(EXTRACTED TEXT begins)
Role of brain in counterregulation of insulin-induced hypoglycemia in dogs.

The role of the brain in directing counterregulation during hypoglycemia induced by insulin infusion was assessed in overnight-fasted conscious dogs. Concomitant brain and peripheral hypoglycemia was induced in one group of dogs (n = 5) by infusing insulin peripherally at a rate of 3.5 mU.kg-1.min-1. In another group (n = 4), insulin was infused as described above to induce peripheral hypoglycemia, and brain hypoglycemia was minimized by infusing glucose bilaterally into the carotid and vertebral arteries to maintain the brain glucose level at a calculated concentration of 85 mg/dl. Glucose was also infused peripherally as needed so that the peripheral glucose levels in both of the protocols were similar (45 +/- 2 mg/dl with and 48 +/- 3 mg/dl without brain glucose infusion, both P less than .05). The responses (in terms of change of area under the curve) of epinephrine, norepinephrine, cortisol, and pancreatic polypeptide when brain glycemia was controlled during insulin infusion were only 14 +/- 6, 39 +/- 12, 17 +/- 8, and 9 +/- 4%, respectively, of those present during insulin infusion without concomitant brain glucose infusion (all P less than .05). Of particular interest was the glucagon response that occurred when head hypoglycemia was minimized; the glucagon level was only 21 +/- 8% of that present when marked brain hypoglycemia accompanied insulin infusion (P less than .05). During hypoglycemia resulting from insulin infusion, endogenous glucose production (EGP), as assessed with [3-3H]glucose, rose from 2.6 +/- 0.1 to 4.4 +/- 0.5 mg.kg-1.min-1 (P less than .05). In contrast, EGP decreased from 2.7 +/- 0.2 to 2.0 +/- 0.3 mg.kg-1.min-1 when brain hypoglycemia was minimized. In an additional set of studies, when insulin was infused at 3.5 mU.kg-1.min-1 and glucose was infused peripherally to maintain both the head and peripheral glucose concentrations at 88 +/- 6 mg/dl, EGP decreased from 2.6 +/- 0.1 to 1.2 +/- 0.2 mg.kg-1.min-1. These results suggest that under marked hyperinsulinemic conditions the brain is the primary director of glucagon release and that it is responsible for approximately 75% of the life-sustaining glucose production.
(EXTRACTED TEXT ends)
(RECORD EXTRACTS begins)
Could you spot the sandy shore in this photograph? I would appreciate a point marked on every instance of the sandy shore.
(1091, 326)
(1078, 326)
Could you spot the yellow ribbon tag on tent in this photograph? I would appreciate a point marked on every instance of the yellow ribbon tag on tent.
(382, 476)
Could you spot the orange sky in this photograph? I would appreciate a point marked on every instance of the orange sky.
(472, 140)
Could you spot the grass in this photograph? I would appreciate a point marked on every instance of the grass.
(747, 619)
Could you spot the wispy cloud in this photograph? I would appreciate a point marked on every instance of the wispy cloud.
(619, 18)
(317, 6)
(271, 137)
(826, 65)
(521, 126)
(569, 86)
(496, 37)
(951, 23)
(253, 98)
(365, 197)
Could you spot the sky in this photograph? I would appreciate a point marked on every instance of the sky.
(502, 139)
(RECORD EXTRACTS ends)
### [WORK REQUEST]
Condense the paragraph of the abstract above that begins "The role of the brain in directing counterregulation" into a bulleted list of its main facts.

### [ANSWER BOX]
- Overnight-fasted conscious dogs received peripheral insulin at 3.5 mU.kg-1.min-1 to study how the brain directs counterregulation during insulin-induced hypoglycemia.
- In one group (n = 5), both brain and peripheral hypoglycemia occurred.
- In another group (n = 4), glucose infused into the carotid and vertebral arteries held brain glucose at a calculated 85 mg/dl. Peripheral glucose was kept similar in both groups (45 +/- 2 and 48 +/- 3 mg/dl).
- With brain glycemia controlled, responses were only a fraction of those seen without brain glucose infusion: epinephrine 14%, norepinephrine 39%, cortisol 17%, pancreatic polypeptide 9%, and glucagon 21%.
- Endogenous glucose production rose from 2.6 to 4.4 mg.kg-1.min-1 with brain hypoglycemia. It fell from 2.7 to 2.0 when brain hypoglycemia was minimized.
- When both head and peripheral glucose were kept at about 88 mg/dl, endogenous glucose production fell from 2.6 to 1.2 mg.kg-1.min-1.
- Under marked hyperinsulinemia, the brain appears to be the main director of glucagon release. It also appears responsible for about 75% of life-sustaining glucose production.